Question

Plotting Read Density/ Distribution/ Composite Profiles [Chip-Seq]

5

Entering edit mode

13.0 years ago

Sukhi Singh 11k

Hi,

I was wondering what one means by the term 'read density or abundance'. Does it simply means the piling of reads and checking the height of the pile per base (something which can be obtained using mpileup or some other tools) or how to do it. How to plot this. I used to do similar graphs in terms of peaks vs distance from TSS.

Look at this graph [Source]

Source:http://www.sciencedirect.com/science/article/pii/S0092867412004096

Thanks for the description.

chip-seq r ngs • 15k views

ADD COMMENT • link updated 11.2 years ago by kanwarjag ★ 1.2k • written 13.0 years ago by Sukhi Singh 11k

0

Entering edit mode

Hi Sukhdeep - Sorry i am hijacking your thread - but it seemed very close to a question I was going to post - I thought I'll ask you directly here. Like you, I too am not very clear with the idea of read density.

so I wanted to calculate read density for defined regions ( after extension and binning into 100bp windows) across multiple marks as done in Fig 2a of this paper

Do you think something like this would be correct to calculate the read counts -

intersectBed -a $bedfilecontaining100bpbins -b $bedfileK27ac -c

where the last column would give us the no. of times the 100bp bins appeared in the bed file for the chipseq histone mark across the genome. and then use this to create the heatmap?

I am not too sure of how to calculate the read density here

Thanks a lot!

* **Task objective**
Copy the passage of the ChIP-seq read density thread starting at "Hi Sukhdeep - Sorry" and ending at "of read density.", swapping "hijacking" for "borrowing".

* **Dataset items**
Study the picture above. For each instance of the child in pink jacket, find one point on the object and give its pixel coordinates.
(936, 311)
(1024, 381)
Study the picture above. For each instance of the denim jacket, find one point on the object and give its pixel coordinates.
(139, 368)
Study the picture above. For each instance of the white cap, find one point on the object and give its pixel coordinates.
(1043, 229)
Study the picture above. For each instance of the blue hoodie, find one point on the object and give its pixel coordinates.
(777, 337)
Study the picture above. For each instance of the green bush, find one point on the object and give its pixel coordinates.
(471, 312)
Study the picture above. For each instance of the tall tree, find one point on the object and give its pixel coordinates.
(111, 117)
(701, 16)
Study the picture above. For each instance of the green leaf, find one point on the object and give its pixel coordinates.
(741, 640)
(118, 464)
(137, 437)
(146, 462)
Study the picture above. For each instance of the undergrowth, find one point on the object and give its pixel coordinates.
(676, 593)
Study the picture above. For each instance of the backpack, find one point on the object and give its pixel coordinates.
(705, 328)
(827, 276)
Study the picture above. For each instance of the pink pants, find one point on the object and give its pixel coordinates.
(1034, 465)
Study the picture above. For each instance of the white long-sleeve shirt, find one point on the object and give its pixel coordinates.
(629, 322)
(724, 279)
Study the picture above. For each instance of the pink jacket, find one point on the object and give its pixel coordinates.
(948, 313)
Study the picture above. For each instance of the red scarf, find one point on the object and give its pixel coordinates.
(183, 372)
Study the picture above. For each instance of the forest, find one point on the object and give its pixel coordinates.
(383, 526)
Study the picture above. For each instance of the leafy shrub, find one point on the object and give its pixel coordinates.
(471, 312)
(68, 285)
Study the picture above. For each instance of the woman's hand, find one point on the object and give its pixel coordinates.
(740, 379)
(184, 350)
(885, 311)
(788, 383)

* **Answer to the exercise**
Hi Sukhdeep - Sorry i am borrowing your thread - but it seemed very close to a question I was going to post - I thought I'll ask you directly here. Like you, I too am not very clear with the idea of read density.